* _To be done_: Update the records below by replacing "sample" with "template" everywhere it appears, and keep everything else the same.

* _Data provided_:
<<<<
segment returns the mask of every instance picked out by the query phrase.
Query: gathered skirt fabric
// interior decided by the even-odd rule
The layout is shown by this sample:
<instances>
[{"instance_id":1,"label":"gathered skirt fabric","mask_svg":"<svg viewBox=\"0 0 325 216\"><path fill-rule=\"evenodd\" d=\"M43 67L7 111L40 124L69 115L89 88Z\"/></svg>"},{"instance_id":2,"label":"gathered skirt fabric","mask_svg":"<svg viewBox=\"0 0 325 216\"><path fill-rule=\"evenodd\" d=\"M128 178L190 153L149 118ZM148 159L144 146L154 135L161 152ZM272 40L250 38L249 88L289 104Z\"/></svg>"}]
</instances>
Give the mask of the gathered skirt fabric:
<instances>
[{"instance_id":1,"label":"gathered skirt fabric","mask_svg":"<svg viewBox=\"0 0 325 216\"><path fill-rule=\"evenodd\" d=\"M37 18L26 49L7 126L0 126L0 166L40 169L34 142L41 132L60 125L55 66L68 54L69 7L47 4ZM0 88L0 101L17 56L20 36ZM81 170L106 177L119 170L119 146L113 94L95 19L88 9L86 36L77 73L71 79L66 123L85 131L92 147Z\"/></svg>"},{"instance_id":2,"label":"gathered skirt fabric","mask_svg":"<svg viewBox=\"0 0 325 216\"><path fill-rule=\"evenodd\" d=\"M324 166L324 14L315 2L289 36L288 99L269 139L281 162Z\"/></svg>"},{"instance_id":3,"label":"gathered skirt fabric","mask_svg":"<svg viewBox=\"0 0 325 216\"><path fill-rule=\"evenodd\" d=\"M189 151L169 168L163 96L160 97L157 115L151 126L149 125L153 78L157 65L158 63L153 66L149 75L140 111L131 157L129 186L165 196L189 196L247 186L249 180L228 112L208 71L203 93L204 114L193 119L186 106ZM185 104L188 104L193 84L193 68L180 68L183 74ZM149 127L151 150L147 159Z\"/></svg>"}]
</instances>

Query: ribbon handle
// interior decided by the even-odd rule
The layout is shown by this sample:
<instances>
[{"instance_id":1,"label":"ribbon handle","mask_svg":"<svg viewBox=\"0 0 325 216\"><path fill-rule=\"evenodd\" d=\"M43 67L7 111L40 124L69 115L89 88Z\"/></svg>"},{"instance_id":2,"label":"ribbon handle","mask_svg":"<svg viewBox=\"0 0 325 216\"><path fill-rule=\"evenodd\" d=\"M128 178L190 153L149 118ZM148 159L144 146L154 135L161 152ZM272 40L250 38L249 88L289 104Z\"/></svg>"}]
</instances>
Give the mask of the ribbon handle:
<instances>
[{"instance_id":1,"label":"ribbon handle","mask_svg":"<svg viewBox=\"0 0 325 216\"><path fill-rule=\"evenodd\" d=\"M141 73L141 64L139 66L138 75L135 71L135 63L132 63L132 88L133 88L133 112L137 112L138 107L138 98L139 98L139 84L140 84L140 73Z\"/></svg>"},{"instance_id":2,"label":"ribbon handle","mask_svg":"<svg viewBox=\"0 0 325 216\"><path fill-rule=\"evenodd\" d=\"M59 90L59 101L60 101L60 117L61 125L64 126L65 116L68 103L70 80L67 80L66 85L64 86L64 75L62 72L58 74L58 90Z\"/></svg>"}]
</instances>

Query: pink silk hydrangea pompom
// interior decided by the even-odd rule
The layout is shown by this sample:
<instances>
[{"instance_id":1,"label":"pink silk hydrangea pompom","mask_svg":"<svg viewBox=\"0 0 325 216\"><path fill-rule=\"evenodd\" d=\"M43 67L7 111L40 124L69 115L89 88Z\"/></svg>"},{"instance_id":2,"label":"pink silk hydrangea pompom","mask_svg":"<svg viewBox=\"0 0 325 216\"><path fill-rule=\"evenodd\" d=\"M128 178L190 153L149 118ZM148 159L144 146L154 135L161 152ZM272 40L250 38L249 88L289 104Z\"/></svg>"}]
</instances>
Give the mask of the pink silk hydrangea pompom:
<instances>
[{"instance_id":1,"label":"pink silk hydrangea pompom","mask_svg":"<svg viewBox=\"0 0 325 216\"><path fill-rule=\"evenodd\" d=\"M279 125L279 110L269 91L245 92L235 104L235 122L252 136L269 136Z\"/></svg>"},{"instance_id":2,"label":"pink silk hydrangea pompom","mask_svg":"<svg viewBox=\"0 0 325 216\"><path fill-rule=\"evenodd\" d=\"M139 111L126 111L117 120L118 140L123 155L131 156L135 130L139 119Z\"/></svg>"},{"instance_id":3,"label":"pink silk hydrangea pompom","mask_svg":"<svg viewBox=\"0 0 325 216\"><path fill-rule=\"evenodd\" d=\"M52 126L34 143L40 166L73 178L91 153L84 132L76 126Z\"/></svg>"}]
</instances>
>>>>
* _Right answer_:
segment returns the mask of every instance picked out by the query phrase.
Query: gathered skirt fabric
// interior decided by the even-odd rule
The layout is shown by this template:
<instances>
[{"instance_id":1,"label":"gathered skirt fabric","mask_svg":"<svg viewBox=\"0 0 325 216\"><path fill-rule=\"evenodd\" d=\"M43 67L7 111L40 124L69 115L89 88Z\"/></svg>"},{"instance_id":2,"label":"gathered skirt fabric","mask_svg":"<svg viewBox=\"0 0 325 216\"><path fill-rule=\"evenodd\" d=\"M128 178L190 153L149 118ZM148 159L144 146L154 135L161 152ZM272 40L250 38L249 88L289 104Z\"/></svg>"}]
</instances>
Give the mask of the gathered skirt fabric:
<instances>
[{"instance_id":1,"label":"gathered skirt fabric","mask_svg":"<svg viewBox=\"0 0 325 216\"><path fill-rule=\"evenodd\" d=\"M37 18L26 49L7 126L0 126L0 166L40 169L34 142L41 132L60 125L55 66L68 54L69 7L47 4ZM0 88L0 101L17 56L20 36ZM81 170L106 177L119 170L119 146L113 94L95 19L88 9L86 36L77 73L71 79L66 123L85 131L92 147Z\"/></svg>"},{"instance_id":2,"label":"gathered skirt fabric","mask_svg":"<svg viewBox=\"0 0 325 216\"><path fill-rule=\"evenodd\" d=\"M324 166L324 14L315 2L289 36L288 99L269 139L281 162Z\"/></svg>"},{"instance_id":3,"label":"gathered skirt fabric","mask_svg":"<svg viewBox=\"0 0 325 216\"><path fill-rule=\"evenodd\" d=\"M189 151L169 168L163 96L160 97L157 115L151 126L149 125L153 78L157 65L158 63L153 66L149 75L140 111L131 157L129 186L165 196L189 196L247 186L249 180L228 112L208 71L203 93L204 114L193 119L186 106ZM185 104L188 104L193 84L193 68L180 68L183 74ZM149 127L151 150L147 159Z\"/></svg>"}]
</instances>

Query: ribbon handle
// interior decided by the even-odd rule
The layout is shown by this template:
<instances>
[{"instance_id":1,"label":"ribbon handle","mask_svg":"<svg viewBox=\"0 0 325 216\"><path fill-rule=\"evenodd\" d=\"M43 67L7 111L40 124L69 115L89 88Z\"/></svg>"},{"instance_id":2,"label":"ribbon handle","mask_svg":"<svg viewBox=\"0 0 325 216\"><path fill-rule=\"evenodd\" d=\"M128 178L190 153L149 118ZM148 159L144 146L154 135L161 152ZM272 40L250 38L249 88L289 104Z\"/></svg>"}]
</instances>
Give the mask of the ribbon handle:
<instances>
[{"instance_id":1,"label":"ribbon handle","mask_svg":"<svg viewBox=\"0 0 325 216\"><path fill-rule=\"evenodd\" d=\"M141 73L141 64L139 66L138 75L135 71L135 63L132 63L132 88L133 88L133 112L137 112L138 107L138 98L139 98L139 84L140 84L140 73Z\"/></svg>"},{"instance_id":2,"label":"ribbon handle","mask_svg":"<svg viewBox=\"0 0 325 216\"><path fill-rule=\"evenodd\" d=\"M59 90L59 101L60 101L60 117L61 125L64 126L65 116L68 103L70 80L67 80L66 85L64 86L64 75L62 72L58 74L58 90Z\"/></svg>"}]
</instances>

Query: pink silk hydrangea pompom
// interior decided by the even-odd rule
The layout is shown by this template:
<instances>
[{"instance_id":1,"label":"pink silk hydrangea pompom","mask_svg":"<svg viewBox=\"0 0 325 216\"><path fill-rule=\"evenodd\" d=\"M43 67L7 111L40 124L69 115L89 88Z\"/></svg>"},{"instance_id":2,"label":"pink silk hydrangea pompom","mask_svg":"<svg viewBox=\"0 0 325 216\"><path fill-rule=\"evenodd\" d=\"M128 178L190 153L149 118ZM148 159L144 146L154 135L161 152ZM272 40L250 38L249 88L289 104Z\"/></svg>"}]
</instances>
Give the mask of the pink silk hydrangea pompom:
<instances>
[{"instance_id":1,"label":"pink silk hydrangea pompom","mask_svg":"<svg viewBox=\"0 0 325 216\"><path fill-rule=\"evenodd\" d=\"M279 125L279 110L269 91L245 92L235 104L235 122L252 136L269 136Z\"/></svg>"},{"instance_id":2,"label":"pink silk hydrangea pompom","mask_svg":"<svg viewBox=\"0 0 325 216\"><path fill-rule=\"evenodd\" d=\"M139 111L126 111L117 120L118 140L123 155L131 156L135 130L139 119Z\"/></svg>"},{"instance_id":3,"label":"pink silk hydrangea pompom","mask_svg":"<svg viewBox=\"0 0 325 216\"><path fill-rule=\"evenodd\" d=\"M52 126L34 143L40 166L73 178L91 153L84 132L76 126Z\"/></svg>"}]
</instances>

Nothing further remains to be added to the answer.